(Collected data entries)

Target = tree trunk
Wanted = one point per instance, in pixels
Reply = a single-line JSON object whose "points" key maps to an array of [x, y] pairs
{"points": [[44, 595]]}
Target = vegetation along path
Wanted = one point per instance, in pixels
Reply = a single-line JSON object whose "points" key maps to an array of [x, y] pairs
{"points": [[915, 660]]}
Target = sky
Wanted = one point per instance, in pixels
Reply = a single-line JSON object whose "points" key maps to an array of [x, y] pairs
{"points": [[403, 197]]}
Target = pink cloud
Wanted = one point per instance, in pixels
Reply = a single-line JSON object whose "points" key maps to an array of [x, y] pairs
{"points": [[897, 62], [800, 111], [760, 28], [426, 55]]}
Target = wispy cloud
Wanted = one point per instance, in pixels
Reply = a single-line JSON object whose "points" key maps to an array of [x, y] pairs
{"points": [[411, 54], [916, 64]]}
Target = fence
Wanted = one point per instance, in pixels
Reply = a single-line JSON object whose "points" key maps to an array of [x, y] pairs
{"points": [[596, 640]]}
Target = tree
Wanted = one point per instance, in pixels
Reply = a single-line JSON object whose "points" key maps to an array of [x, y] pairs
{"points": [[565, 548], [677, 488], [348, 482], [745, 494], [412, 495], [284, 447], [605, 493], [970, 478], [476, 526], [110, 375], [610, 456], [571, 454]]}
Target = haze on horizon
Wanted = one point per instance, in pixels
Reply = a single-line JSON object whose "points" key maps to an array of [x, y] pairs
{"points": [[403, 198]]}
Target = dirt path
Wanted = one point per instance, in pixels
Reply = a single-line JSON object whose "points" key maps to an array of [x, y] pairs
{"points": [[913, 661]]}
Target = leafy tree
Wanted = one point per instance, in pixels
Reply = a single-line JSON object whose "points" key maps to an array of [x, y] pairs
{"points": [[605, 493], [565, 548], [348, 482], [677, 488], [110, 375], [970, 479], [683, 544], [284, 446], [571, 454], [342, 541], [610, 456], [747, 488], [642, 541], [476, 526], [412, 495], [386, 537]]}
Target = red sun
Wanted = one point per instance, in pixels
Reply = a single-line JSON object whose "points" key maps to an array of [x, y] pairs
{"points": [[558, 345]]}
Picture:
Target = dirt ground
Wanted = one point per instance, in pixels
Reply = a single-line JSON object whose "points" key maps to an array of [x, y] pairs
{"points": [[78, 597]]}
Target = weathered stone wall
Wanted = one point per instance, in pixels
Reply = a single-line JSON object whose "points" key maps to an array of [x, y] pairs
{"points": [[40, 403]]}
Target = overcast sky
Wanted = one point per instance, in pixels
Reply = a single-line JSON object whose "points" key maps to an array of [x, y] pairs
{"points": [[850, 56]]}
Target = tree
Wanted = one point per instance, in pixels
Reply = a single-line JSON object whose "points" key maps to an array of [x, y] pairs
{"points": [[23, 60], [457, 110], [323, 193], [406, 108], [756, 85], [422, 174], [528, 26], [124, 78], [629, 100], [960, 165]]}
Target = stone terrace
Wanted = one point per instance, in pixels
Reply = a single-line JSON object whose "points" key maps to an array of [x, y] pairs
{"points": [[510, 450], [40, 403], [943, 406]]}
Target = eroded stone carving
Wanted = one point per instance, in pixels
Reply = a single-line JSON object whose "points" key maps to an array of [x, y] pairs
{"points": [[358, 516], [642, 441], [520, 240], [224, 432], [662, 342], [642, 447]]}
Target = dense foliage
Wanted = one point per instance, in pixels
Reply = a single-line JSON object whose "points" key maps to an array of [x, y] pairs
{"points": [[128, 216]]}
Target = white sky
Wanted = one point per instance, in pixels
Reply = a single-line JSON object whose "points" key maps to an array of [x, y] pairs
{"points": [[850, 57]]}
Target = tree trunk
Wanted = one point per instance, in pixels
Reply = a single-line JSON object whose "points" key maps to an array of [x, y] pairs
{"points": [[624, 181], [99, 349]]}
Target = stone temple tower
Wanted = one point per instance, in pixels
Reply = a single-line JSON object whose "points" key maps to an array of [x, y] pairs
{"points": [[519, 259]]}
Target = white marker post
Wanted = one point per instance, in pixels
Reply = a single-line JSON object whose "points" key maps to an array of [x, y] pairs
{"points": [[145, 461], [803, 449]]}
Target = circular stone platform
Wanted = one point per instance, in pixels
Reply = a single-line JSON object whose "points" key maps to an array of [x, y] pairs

- ASSIGNMENT: Every line above carrying the word "dirt" needs to be shown.

- ANSWER SPACE:
Target = dirt path
Target = dirt ground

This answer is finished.